--- Extracted information ---

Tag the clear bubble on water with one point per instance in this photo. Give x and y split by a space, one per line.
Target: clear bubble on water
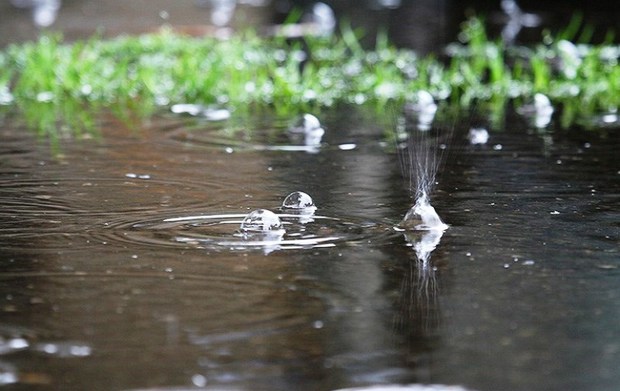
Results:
478 136
261 220
299 200
307 123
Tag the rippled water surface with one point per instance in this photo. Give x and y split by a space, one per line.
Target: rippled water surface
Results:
123 268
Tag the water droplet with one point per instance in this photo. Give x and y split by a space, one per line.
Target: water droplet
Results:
45 96
478 136
300 201
347 147
199 380
261 220
8 374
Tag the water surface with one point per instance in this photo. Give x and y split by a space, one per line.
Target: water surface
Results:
122 269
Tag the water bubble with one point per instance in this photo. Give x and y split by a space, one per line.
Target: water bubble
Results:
299 200
261 220
478 136
309 122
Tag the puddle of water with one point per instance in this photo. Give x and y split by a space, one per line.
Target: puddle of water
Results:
123 264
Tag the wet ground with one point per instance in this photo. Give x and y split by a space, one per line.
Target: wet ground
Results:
122 269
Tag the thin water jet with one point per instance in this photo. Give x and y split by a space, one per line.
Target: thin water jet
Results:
420 158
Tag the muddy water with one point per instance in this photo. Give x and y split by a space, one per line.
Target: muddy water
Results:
121 268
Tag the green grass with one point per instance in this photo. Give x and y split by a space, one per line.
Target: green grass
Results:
53 82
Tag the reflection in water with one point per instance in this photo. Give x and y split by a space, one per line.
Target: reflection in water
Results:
359 309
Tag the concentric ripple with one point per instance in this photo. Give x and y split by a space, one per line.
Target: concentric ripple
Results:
220 232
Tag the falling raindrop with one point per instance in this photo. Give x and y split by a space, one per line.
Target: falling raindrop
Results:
309 128
424 109
478 136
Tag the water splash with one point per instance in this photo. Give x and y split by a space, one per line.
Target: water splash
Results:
422 216
420 158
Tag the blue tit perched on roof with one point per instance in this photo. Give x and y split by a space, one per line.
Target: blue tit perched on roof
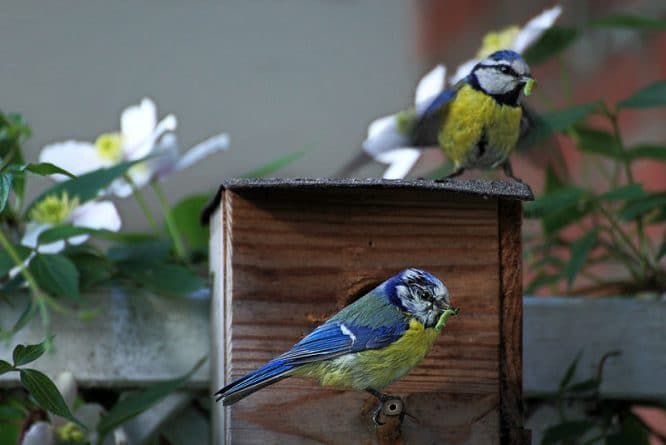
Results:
477 122
367 345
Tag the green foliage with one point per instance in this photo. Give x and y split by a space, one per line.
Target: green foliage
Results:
41 388
554 41
23 355
57 275
276 164
87 186
601 422
653 95
629 21
599 226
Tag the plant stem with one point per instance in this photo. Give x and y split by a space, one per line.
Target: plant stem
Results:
626 162
141 200
171 223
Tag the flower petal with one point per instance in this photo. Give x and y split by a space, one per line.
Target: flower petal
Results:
400 162
97 215
204 149
531 32
137 123
40 433
383 136
74 156
430 86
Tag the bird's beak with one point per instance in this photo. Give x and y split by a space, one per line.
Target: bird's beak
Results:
529 83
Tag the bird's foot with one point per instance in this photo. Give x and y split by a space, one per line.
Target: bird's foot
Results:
389 406
456 172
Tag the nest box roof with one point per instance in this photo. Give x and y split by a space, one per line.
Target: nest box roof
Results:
512 190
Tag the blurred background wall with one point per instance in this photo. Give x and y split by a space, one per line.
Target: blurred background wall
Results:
284 74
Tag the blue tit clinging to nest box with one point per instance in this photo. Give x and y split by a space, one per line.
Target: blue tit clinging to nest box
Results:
365 346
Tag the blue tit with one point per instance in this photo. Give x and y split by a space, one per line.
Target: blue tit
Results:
477 122
367 345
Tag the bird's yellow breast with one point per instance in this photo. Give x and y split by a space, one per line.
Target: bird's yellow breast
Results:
375 368
474 116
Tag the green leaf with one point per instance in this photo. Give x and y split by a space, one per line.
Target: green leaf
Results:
136 403
46 394
165 279
624 192
186 214
542 279
653 95
28 313
151 250
662 250
93 269
629 21
639 207
56 274
42 169
553 41
7 263
276 164
559 208
559 120
5 188
571 370
23 355
88 186
548 204
632 432
591 140
564 431
5 367
647 151
580 251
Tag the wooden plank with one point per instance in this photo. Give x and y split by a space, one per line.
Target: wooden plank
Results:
511 316
297 257
135 341
557 329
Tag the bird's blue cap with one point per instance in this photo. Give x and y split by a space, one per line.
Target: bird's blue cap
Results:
391 284
505 54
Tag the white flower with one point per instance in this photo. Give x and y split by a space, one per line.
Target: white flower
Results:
55 210
168 160
387 140
513 38
138 137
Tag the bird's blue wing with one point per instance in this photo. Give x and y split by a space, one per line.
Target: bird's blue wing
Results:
333 339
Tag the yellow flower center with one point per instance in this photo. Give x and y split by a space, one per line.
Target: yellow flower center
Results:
70 432
497 40
54 209
110 146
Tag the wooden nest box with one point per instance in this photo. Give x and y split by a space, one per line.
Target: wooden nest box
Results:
287 254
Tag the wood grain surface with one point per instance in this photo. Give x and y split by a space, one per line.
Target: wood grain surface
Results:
511 331
294 257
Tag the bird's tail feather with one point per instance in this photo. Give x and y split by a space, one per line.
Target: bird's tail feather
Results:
268 374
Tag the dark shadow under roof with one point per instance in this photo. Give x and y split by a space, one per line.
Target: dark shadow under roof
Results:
512 190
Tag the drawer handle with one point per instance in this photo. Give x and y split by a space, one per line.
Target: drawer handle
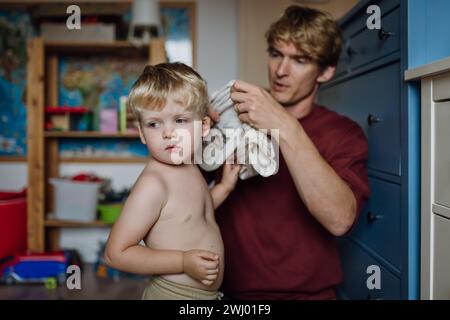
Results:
371 119
383 34
351 52
371 217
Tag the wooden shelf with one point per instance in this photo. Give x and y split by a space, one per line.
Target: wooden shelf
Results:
116 48
103 160
43 146
89 134
13 159
75 224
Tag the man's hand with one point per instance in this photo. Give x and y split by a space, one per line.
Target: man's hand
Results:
201 265
214 115
257 107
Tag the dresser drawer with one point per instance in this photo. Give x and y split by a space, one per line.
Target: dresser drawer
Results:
370 45
441 87
442 153
373 101
378 225
355 262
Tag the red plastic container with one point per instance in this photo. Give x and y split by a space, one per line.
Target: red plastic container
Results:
13 223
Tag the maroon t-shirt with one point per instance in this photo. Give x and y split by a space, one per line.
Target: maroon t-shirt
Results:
274 248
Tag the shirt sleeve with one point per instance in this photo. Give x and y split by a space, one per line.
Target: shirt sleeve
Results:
349 160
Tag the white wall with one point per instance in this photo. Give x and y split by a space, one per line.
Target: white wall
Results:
217 41
217 62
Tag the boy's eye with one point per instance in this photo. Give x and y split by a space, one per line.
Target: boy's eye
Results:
273 54
152 125
181 121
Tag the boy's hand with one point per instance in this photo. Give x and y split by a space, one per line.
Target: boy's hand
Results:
230 175
201 265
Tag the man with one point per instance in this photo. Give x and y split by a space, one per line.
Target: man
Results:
280 232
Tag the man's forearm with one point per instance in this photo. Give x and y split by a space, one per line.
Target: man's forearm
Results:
326 195
143 260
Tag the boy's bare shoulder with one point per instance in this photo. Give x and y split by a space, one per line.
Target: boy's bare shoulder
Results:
150 180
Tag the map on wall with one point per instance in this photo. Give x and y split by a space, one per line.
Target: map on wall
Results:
15 28
176 23
98 83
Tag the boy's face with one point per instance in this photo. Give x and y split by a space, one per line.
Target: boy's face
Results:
292 77
173 134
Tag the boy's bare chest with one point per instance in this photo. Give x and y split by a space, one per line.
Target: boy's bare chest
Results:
187 199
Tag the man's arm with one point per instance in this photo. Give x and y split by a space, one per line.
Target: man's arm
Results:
140 213
324 193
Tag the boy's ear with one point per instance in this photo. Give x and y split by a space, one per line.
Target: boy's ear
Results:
141 135
327 74
206 126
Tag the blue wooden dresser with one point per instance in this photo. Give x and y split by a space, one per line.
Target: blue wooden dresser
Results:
369 88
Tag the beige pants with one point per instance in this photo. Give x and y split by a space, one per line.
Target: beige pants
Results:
163 289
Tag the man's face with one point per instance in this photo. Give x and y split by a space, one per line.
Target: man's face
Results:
292 77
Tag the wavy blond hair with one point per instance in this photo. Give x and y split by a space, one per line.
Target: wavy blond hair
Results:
314 34
160 82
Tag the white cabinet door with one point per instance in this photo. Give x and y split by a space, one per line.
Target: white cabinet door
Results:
442 154
441 265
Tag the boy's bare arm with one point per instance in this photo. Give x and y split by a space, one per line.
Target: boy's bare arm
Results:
140 213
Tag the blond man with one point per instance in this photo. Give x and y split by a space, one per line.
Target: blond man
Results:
280 232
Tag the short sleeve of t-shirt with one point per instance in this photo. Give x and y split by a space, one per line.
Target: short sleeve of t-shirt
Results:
349 160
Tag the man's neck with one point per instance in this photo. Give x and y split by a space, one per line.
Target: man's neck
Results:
302 108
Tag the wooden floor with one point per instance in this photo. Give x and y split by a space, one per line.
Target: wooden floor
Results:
92 288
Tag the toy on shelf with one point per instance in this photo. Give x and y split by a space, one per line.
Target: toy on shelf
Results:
48 268
67 118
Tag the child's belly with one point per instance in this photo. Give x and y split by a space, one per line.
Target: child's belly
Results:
189 236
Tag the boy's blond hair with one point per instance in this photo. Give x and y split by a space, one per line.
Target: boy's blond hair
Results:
176 81
314 34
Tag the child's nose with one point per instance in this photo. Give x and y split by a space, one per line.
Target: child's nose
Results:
168 132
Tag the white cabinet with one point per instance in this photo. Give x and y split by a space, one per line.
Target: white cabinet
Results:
435 185
441 254
442 152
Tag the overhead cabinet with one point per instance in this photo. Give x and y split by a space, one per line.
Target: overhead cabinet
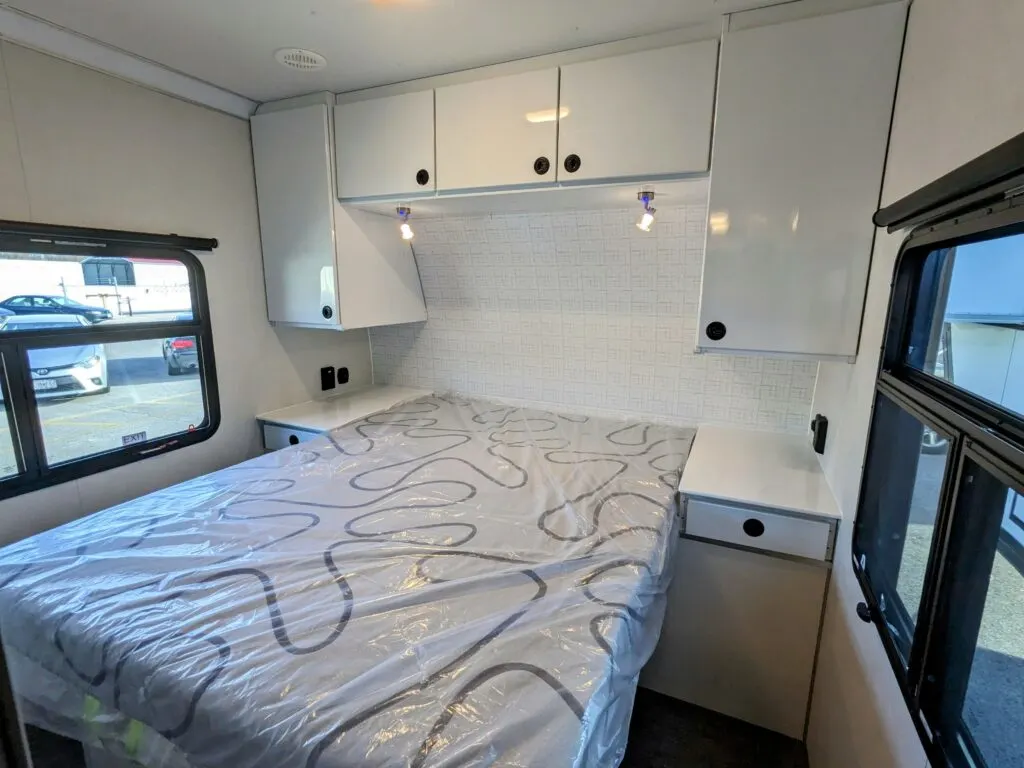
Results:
386 145
325 265
498 132
803 119
638 115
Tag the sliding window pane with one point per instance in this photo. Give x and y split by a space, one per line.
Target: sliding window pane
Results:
968 326
8 459
113 290
983 678
98 397
896 524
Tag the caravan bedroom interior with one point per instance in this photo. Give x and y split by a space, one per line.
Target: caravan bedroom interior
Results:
511 383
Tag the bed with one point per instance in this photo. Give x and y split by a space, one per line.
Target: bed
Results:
451 582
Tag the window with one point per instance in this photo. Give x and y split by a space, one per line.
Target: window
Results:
108 271
938 544
98 375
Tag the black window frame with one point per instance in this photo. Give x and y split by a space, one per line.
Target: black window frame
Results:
18 396
980 202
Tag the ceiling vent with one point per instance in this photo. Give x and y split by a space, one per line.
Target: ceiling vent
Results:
300 59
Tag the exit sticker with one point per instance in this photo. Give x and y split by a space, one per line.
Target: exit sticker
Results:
133 439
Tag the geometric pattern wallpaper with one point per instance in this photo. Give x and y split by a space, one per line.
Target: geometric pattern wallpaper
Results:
582 310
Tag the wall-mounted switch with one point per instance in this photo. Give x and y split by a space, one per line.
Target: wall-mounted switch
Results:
327 378
819 431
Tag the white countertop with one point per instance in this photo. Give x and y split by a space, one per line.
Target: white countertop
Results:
770 470
322 416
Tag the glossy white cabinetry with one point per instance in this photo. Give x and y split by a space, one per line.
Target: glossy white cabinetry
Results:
385 146
802 124
739 635
638 115
324 265
750 580
499 132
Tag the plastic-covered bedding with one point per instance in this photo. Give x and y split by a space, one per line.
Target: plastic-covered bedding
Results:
451 582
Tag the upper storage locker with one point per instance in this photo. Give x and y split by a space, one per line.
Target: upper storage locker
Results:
638 115
386 146
803 119
324 265
500 132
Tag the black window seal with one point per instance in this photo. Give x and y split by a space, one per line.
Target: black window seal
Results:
987 178
36 474
980 425
62 237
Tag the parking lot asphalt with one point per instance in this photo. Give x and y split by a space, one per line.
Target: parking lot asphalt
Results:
143 397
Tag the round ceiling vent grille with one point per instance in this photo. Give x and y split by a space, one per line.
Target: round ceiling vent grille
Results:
300 59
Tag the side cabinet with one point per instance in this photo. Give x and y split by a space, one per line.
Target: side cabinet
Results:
803 118
638 115
740 634
325 265
385 146
501 132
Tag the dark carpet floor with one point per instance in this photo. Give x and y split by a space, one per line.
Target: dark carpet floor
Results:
665 733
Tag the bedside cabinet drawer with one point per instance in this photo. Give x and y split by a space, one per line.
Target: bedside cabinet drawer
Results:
275 437
759 529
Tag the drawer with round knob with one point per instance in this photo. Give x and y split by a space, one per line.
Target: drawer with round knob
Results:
770 531
276 437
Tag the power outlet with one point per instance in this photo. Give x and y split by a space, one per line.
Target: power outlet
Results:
327 378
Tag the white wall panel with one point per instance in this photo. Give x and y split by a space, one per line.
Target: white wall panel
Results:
953 101
582 310
13 194
98 152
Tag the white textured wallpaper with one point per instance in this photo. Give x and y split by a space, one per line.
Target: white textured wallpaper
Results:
582 309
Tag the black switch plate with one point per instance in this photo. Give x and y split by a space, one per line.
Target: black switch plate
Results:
327 378
819 431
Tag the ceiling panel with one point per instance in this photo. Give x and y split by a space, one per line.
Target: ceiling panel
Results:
230 43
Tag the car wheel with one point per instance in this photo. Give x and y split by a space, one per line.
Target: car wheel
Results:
932 442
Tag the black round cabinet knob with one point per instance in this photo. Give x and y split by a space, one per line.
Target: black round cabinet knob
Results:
715 331
754 527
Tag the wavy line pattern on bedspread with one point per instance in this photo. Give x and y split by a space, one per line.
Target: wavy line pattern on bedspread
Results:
359 599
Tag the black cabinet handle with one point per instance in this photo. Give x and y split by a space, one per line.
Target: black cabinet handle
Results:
754 527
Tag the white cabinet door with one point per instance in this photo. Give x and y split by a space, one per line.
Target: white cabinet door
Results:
498 132
638 115
800 142
295 192
386 145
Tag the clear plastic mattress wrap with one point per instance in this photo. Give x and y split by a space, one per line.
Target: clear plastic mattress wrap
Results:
451 582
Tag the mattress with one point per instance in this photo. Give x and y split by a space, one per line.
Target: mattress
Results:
451 582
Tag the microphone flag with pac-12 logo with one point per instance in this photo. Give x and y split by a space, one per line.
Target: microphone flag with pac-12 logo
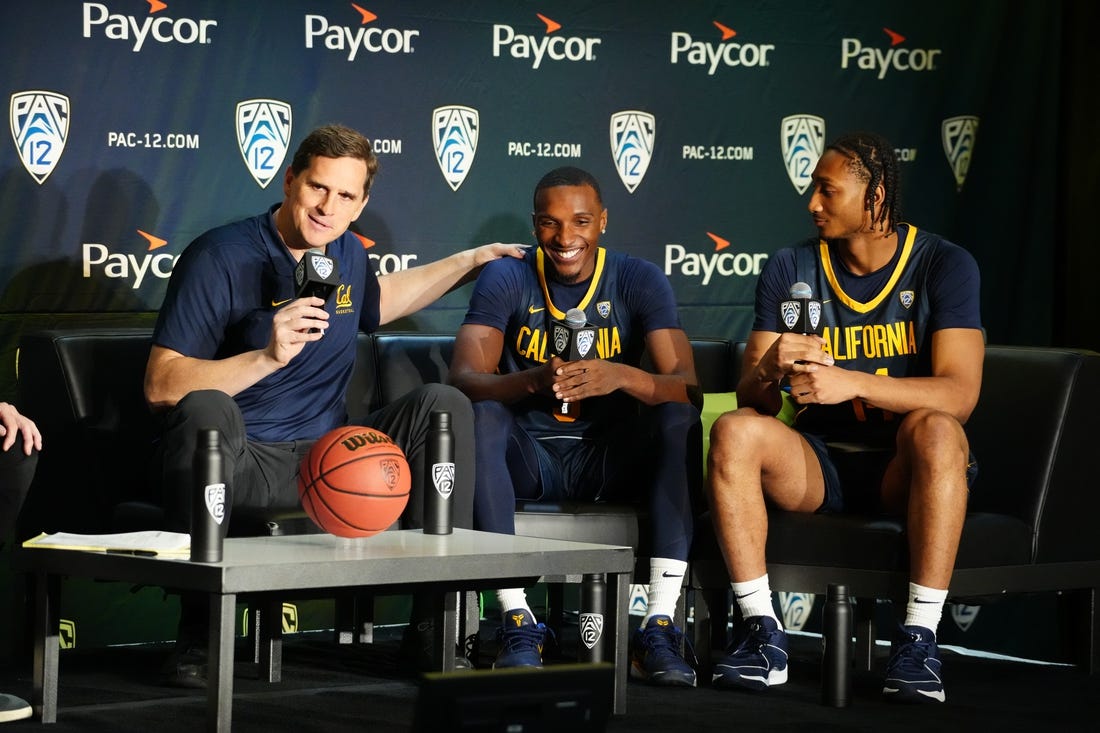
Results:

---

Directions for this task
Pass over all pictures while writing out the lines from the line with "Tag the clear plastic" through the last line exactly.

Exercise result
Tag the clear plastic mattress wrap with one point per instance in this photo. Give x and y split by a space, one per line.
Target: clear plastic mattress wrap
Results:
451 582
Tag the mattress with one point per instance in this photo. Give x and y split by a space, one per line.
Target: mattress
Results:
451 582
Tag the microphone flag with pac-12 logo with one point per instance in this photo. Give x and y split by a space, one per line.
Target: microphone flag with pac-12 logo
Results:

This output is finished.